Exercise requirements = Locate the line that contains "Identify the apron strap". Print it and every subsequent line through the final line of the records, exactly and only those.

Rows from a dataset
* * * * *

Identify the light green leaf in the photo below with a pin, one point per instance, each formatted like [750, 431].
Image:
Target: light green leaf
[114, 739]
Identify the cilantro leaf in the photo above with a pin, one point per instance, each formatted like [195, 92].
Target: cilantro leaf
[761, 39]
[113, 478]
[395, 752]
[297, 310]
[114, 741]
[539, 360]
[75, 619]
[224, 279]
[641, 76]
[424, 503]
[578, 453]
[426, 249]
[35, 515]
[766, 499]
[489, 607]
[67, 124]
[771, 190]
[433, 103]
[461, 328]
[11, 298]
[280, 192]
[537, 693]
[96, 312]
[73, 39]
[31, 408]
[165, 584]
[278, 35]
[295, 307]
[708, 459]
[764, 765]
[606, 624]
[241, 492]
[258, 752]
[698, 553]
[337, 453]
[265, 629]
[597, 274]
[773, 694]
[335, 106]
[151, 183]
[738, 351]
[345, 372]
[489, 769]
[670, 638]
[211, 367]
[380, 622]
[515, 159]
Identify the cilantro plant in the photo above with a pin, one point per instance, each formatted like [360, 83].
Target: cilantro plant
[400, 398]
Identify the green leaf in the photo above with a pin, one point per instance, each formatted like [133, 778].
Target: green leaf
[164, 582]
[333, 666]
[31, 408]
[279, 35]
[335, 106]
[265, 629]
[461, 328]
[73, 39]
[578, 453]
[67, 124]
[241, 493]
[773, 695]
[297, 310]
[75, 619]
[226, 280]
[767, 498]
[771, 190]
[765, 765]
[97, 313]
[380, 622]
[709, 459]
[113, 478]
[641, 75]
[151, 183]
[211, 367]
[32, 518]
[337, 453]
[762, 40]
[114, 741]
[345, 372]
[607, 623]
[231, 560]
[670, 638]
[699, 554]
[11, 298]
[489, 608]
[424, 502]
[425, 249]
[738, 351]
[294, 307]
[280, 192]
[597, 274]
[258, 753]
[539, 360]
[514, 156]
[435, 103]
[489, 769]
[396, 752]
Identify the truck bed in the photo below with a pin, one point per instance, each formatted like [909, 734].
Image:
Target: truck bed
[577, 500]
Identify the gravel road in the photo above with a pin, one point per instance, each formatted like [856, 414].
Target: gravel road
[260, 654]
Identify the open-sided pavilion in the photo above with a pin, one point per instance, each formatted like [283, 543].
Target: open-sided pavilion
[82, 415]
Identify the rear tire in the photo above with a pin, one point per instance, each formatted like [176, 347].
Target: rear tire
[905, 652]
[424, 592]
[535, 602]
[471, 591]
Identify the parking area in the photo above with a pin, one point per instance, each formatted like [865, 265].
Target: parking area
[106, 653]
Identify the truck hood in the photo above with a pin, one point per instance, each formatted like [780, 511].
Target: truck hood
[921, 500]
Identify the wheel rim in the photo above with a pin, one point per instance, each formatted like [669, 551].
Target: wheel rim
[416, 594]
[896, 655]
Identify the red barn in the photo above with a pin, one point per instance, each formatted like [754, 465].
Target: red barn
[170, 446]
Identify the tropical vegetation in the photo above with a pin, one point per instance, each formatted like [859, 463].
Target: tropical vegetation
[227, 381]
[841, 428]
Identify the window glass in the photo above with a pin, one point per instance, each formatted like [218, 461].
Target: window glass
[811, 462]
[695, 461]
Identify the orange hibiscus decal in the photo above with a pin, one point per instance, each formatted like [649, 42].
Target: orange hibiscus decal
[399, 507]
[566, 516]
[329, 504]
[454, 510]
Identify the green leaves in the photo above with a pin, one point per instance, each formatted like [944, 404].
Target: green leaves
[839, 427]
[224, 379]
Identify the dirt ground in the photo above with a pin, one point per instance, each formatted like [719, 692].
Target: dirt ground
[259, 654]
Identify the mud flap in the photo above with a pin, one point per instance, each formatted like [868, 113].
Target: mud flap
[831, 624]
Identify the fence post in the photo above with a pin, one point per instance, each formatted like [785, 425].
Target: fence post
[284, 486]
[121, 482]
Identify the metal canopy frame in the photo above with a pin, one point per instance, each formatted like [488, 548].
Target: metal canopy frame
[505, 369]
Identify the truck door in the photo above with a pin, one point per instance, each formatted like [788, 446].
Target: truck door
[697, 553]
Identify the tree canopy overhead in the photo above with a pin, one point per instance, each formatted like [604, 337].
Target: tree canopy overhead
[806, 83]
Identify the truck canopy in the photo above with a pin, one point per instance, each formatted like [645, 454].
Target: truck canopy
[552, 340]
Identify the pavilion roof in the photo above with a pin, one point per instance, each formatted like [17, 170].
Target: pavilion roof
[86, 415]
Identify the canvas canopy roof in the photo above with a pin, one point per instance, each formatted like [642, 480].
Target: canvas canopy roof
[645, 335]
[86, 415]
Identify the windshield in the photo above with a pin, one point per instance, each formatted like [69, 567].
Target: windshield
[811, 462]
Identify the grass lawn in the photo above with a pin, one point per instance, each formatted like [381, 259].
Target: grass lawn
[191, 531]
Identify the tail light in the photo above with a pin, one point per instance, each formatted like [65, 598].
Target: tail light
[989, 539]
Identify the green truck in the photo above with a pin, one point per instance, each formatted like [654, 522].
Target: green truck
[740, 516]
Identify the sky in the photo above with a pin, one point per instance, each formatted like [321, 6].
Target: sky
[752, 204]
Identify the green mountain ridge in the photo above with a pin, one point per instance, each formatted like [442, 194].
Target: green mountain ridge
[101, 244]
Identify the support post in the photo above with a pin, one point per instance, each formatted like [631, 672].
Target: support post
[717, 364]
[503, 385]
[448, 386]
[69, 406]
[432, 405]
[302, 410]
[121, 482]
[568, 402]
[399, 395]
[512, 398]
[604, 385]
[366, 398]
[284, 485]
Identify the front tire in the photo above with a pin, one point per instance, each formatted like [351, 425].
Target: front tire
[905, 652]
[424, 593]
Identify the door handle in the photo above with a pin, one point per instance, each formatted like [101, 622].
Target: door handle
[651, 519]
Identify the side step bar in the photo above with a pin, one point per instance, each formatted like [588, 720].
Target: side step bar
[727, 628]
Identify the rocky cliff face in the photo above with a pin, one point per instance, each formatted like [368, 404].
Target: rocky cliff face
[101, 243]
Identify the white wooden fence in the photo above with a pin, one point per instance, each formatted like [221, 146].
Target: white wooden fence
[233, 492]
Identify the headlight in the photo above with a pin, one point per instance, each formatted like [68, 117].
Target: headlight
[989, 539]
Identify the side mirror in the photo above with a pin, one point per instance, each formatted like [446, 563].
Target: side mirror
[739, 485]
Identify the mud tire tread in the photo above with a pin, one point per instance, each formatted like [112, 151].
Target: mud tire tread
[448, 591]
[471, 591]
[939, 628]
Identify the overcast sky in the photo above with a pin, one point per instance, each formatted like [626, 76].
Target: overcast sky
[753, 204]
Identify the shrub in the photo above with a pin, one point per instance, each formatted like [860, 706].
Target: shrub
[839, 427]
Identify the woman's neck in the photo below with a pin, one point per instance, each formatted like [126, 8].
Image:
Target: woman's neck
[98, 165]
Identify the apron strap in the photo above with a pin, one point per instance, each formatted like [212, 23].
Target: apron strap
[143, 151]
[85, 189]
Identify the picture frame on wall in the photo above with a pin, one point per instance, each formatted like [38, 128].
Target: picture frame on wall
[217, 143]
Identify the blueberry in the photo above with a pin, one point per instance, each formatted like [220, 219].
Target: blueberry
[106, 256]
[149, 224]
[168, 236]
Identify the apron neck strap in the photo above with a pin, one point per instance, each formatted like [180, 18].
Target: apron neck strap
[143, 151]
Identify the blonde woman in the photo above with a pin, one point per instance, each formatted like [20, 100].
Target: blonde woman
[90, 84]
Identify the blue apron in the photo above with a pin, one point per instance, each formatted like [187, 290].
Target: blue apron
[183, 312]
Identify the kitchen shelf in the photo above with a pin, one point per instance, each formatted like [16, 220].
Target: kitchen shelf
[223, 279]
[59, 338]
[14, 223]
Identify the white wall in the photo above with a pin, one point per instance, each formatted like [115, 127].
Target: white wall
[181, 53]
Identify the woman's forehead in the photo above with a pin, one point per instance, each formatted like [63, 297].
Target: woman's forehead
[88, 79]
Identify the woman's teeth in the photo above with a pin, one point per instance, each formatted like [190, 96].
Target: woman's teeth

* * * * *

Solved exercise =
Identify the apron strap in the photo above with a pin, one point per instance, each formatted like [212, 23].
Target: apron strap
[143, 151]
[85, 189]
Identify the picture frame on wall in the photo above with a pin, one point per instance, each formatted like [38, 128].
Target: picture frame on wall
[217, 143]
Identify the blueberry in the photo above with a pin, one point per instance, each formatted like [220, 219].
Target: blueberry
[106, 256]
[149, 224]
[168, 236]
Identify the apron neck strap in the photo above with a pin, one point per instance, each formatted like [180, 18].
Target: apron neck strap
[143, 151]
Identify the blonde woman in the photo above with a pin, one point per instance, each formatted like [20, 100].
Target: blonde woman
[90, 84]
Identify the blue apron in the photo above with a pin, one point per instance, each formatted like [187, 290].
Target: blue apron
[183, 312]
Identify the kitchen shelf in the photo above with a pin, one point per instance, each formatted like [16, 220].
Target: kitchen shelf
[223, 279]
[59, 338]
[14, 223]
Identify the white wall in the photo above with a pin, one point per instance, each formatted like [115, 127].
Target: white wall
[181, 53]
Identify the woman's forehead in the photo above with a pin, one point per instance, each formatted like [63, 297].
Target: woman's forehead
[88, 79]
Identify the woman's teeth in the photo above with a pin, one point per instance, each formatted like [190, 96].
Target: woman's teeth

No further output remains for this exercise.